## [EXERCISE AIM]
Answer from the knife discussion below:
(a) How long is the Misono Swedish that the writer owns?
(b) What two things does the writer say about the 440 line?
(c) What sharpening approach does the writer encourage trying?

Similar I guess. I own a Misono Swedish (270mm) and a Tojiro DP (210mm). I thought I remembered the Tojiro being a bit curvier than I liked towards the end of the knife, but just looked at mine again and it's good. Can't remember if I've slowly changed that over time and sharpening though. Tojiro has a little more of a dropped tip look to it, and for same length knives, I might expect it to run a little thicker behind the edge. Both profiles work well at least for my cutting motion. 

I don't think you can go wrong with this level of choices for western handled Japanese knives, within which Suisin Western Inox and (probably Kanetsugu Pro-M) should also be included. Profiles of such knives that I've seen in person have looked good to me

Don't know much about the 440 line besides the obvious - it's using a high carbon content steel and is taken to slightly higher hardness

The knives in this range that run more asymmetric may make your edge pro apex sharpening more of a hassle - Misono, maybe also Fujiwara and Suisin (can others comment on this part)? In that respect, I encourage giving freehanding a try to better understand sharpening such knives
Thanks, that's very helpful. Would you say the increased price of the 240mm Misono is worth it compared to, say, the Fujiwara? The 210mm versions are not too dissimilar when it comes to price, but there is a significant increase for the 240mm, it seems.

## [DATASET CONTENT]
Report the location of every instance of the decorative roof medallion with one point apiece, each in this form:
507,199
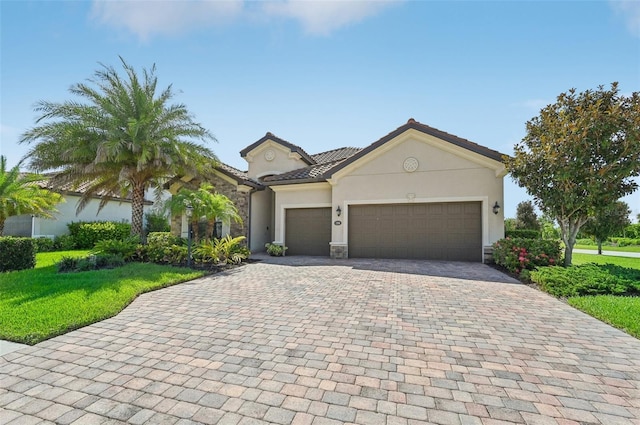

## [CORRECT RESULT]
(a) 270mm
(b) It uses a high carbon content steel, and it is taken to slightly higher hardness.
(c) Freehanding